Problem statement.
Below are records to write out again, exactly as they read.

[Natural-language object grounding data]
+++++
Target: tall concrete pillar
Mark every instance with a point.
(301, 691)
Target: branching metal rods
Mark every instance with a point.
+++++
Solution below.
Target: tall concrete pillar
Mark every instance with a point.
(301, 691)
Target: branching metal rods
Mark every instance with a point.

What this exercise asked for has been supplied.